__Goal__: Reproduce word for word the lines of the records below, beginning with the line that contains "mound in the photo above." and continuing through the last line of the records.

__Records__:
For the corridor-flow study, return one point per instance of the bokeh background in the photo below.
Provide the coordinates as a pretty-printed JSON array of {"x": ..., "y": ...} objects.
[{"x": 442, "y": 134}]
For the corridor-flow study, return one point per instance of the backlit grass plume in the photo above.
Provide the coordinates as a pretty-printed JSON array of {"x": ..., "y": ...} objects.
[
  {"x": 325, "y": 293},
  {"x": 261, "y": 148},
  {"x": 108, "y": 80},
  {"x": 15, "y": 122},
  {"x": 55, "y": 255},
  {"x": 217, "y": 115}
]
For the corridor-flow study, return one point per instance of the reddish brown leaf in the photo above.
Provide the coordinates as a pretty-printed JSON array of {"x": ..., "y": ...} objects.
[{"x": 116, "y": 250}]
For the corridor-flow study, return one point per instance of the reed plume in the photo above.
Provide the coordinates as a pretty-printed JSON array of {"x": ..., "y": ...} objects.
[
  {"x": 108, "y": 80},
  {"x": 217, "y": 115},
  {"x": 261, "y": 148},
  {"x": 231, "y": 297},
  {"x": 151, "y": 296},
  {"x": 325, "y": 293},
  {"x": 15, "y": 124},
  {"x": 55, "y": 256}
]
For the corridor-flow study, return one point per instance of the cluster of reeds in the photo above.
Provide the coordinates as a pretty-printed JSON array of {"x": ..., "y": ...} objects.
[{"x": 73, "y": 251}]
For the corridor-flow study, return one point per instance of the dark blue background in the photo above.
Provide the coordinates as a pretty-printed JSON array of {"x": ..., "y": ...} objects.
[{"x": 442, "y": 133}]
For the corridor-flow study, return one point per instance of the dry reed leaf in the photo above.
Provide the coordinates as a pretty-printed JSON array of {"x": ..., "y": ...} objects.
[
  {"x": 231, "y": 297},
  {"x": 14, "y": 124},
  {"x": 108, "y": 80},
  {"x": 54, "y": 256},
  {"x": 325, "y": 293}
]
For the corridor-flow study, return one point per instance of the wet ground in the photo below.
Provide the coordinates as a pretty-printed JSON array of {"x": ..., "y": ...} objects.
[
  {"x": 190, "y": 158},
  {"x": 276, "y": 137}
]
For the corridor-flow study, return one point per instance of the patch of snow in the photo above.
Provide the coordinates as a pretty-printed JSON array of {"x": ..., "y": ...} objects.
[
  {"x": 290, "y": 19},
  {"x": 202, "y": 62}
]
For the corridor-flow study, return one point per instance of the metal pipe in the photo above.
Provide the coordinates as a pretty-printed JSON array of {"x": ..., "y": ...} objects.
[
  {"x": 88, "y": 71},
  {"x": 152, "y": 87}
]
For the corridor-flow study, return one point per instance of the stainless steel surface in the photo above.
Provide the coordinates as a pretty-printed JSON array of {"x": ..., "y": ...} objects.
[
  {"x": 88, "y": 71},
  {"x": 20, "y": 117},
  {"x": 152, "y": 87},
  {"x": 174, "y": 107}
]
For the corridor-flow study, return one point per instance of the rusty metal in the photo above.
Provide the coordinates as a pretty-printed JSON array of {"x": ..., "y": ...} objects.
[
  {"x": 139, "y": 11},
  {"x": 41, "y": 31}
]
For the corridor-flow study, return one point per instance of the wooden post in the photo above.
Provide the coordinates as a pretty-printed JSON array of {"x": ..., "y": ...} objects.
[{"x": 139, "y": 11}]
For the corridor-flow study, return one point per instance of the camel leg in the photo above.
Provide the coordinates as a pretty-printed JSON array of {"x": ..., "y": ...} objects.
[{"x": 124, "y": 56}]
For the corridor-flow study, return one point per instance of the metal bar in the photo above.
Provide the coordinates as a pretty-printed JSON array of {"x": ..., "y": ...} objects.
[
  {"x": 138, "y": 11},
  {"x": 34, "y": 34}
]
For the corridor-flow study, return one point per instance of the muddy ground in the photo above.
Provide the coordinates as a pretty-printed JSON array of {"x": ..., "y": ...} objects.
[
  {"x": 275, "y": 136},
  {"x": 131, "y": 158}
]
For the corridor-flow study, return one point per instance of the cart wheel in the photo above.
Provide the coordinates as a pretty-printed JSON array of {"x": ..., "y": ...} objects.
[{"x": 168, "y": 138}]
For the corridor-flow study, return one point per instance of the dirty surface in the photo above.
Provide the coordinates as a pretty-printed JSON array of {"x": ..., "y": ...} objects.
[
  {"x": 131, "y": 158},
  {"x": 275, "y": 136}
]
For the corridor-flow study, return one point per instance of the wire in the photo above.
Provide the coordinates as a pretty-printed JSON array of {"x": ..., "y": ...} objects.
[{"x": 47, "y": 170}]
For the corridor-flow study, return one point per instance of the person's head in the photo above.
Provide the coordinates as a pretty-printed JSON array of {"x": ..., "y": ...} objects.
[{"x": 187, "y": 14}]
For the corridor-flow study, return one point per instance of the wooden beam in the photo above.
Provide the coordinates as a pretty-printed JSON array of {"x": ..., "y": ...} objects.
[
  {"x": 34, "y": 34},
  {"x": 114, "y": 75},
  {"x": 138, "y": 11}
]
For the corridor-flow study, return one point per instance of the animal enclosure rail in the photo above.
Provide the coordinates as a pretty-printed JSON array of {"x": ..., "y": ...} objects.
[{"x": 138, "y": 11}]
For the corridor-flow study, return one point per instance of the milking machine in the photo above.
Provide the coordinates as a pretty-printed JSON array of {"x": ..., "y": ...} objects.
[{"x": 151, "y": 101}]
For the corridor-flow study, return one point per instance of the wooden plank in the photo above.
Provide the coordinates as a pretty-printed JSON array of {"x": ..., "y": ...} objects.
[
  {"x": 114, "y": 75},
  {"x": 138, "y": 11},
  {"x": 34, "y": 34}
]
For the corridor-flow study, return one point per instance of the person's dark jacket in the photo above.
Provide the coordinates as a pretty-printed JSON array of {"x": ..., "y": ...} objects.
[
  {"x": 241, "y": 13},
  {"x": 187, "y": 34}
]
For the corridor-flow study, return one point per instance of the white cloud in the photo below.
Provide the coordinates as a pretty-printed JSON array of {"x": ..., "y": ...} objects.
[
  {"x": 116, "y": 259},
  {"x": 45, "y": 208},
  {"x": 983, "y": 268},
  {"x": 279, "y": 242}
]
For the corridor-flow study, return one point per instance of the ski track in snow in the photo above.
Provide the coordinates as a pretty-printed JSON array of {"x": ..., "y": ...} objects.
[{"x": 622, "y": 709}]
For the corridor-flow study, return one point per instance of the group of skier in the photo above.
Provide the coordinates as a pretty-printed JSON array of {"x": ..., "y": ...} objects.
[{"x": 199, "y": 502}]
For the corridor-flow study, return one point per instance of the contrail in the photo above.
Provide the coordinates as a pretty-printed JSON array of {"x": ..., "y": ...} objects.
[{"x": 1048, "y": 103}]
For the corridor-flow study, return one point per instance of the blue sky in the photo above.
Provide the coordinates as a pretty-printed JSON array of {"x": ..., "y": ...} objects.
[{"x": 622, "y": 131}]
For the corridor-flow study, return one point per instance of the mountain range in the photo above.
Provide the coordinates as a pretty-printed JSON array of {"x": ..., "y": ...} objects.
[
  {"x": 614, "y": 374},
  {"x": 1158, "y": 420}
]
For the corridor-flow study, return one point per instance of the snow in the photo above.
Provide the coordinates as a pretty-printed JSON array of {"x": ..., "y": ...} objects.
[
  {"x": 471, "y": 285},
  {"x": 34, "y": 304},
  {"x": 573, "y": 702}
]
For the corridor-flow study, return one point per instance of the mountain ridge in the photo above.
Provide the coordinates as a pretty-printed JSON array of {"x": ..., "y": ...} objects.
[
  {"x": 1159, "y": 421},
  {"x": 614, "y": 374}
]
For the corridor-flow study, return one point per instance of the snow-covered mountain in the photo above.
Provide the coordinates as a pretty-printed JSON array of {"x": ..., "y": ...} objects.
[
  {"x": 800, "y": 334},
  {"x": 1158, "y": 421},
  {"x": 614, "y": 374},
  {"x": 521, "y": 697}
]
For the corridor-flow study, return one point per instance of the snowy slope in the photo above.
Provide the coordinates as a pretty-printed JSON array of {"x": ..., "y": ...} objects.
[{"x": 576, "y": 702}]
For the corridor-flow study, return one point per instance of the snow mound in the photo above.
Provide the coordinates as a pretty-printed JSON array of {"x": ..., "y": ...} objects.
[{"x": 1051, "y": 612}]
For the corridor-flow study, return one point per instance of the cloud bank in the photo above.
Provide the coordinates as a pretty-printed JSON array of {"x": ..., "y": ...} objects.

__Solved exercise__:
For the corridor-flow study, return one point per instance of the snow mound in the photo above.
Provide the coordinates as a pretty-printed JSON array of {"x": ..., "y": ...} objects.
[{"x": 1051, "y": 612}]
For the corridor-flow study, return one point per instance of the cloud bank in the photo above.
Provide the coordinates as a pretty-printed JSON array of {"x": ..., "y": ...} objects.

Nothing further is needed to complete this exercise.